[PROBLEM TO SOLVE] The data is to be set down once more, exactly as it reads.
═══
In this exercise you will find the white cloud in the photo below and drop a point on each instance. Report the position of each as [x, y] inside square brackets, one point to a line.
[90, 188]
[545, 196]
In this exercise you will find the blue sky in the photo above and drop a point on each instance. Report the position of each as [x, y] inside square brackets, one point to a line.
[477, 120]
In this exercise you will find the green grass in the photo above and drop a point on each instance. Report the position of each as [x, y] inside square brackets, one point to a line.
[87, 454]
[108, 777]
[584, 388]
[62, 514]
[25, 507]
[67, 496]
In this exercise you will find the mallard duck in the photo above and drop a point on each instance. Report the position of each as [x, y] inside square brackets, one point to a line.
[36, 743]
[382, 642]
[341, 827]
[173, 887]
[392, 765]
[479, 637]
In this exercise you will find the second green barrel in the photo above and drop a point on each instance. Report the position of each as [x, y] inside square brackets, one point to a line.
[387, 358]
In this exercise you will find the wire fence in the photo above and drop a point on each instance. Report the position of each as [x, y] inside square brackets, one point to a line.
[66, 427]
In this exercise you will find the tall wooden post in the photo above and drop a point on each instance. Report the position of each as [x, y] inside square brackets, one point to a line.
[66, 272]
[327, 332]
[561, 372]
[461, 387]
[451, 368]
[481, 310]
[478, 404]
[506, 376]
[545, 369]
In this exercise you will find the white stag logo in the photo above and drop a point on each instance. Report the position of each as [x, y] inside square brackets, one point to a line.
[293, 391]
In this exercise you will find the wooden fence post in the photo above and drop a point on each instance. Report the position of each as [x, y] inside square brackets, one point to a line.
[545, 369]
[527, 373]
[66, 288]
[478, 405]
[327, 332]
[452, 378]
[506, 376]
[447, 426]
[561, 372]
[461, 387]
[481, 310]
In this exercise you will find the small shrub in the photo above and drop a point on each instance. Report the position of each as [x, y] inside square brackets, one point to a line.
═══
[ANSWER SECTION]
In this exercise you will find the white cloud in the photo below and drop a point on each instance. Report the position of each as [x, y] inside square brackets, one point to a line.
[90, 188]
[545, 196]
In this exercise you will find the blue sky in the photo above and drop a point on each instance. Report the position of each as [x, y] inside square brackets, one point to a line.
[477, 120]
In this exercise you will find the green grass in the photo above and drop a point on each instance. Report the position of each as [x, y] inside square brackets, one point to a line.
[87, 454]
[108, 777]
[584, 388]
[62, 514]
[25, 507]
[67, 496]
In this exercise you will find the mallard duck in the photo above and drop a point on each instance. Report the position of each as [x, y] inside square brackets, one point to a line.
[36, 743]
[382, 642]
[341, 827]
[173, 887]
[392, 765]
[479, 637]
In this exercise you will find the second green barrel in the photo above and drop a point on each instance. Report the position of each as [x, y] inside square brackets, one point to a line.
[387, 358]
In this exercise you will find the wire fence in the photo above and drop a point on each instance. Report the position of each as [x, y] inside square brackets, one point to a line.
[66, 427]
In this exercise you will find the tall wooden post in the photo above and drop a point on each instance. Report the position of each as [x, y] inside square brackets, one point to a line.
[66, 272]
[327, 332]
[561, 372]
[461, 387]
[451, 368]
[481, 310]
[478, 404]
[506, 376]
[545, 369]
In this exercise you will find the white stag logo in the photo above and drop a point on each instance. Report the position of each as [x, y] inside square brackets, one point to a line.
[293, 391]
In this exercise you will find the wooden fence post in the photo above and drop a point on each instance. Report the position of each as [x, y] inside square brackets, one point to a line.
[545, 369]
[527, 373]
[66, 288]
[478, 405]
[327, 332]
[452, 378]
[506, 376]
[447, 426]
[561, 372]
[461, 387]
[481, 310]
In this exercise you will find the small shrub in the photo above and drop a point on each instance. Report the position of each as [x, y] inside square brackets, one point to a line.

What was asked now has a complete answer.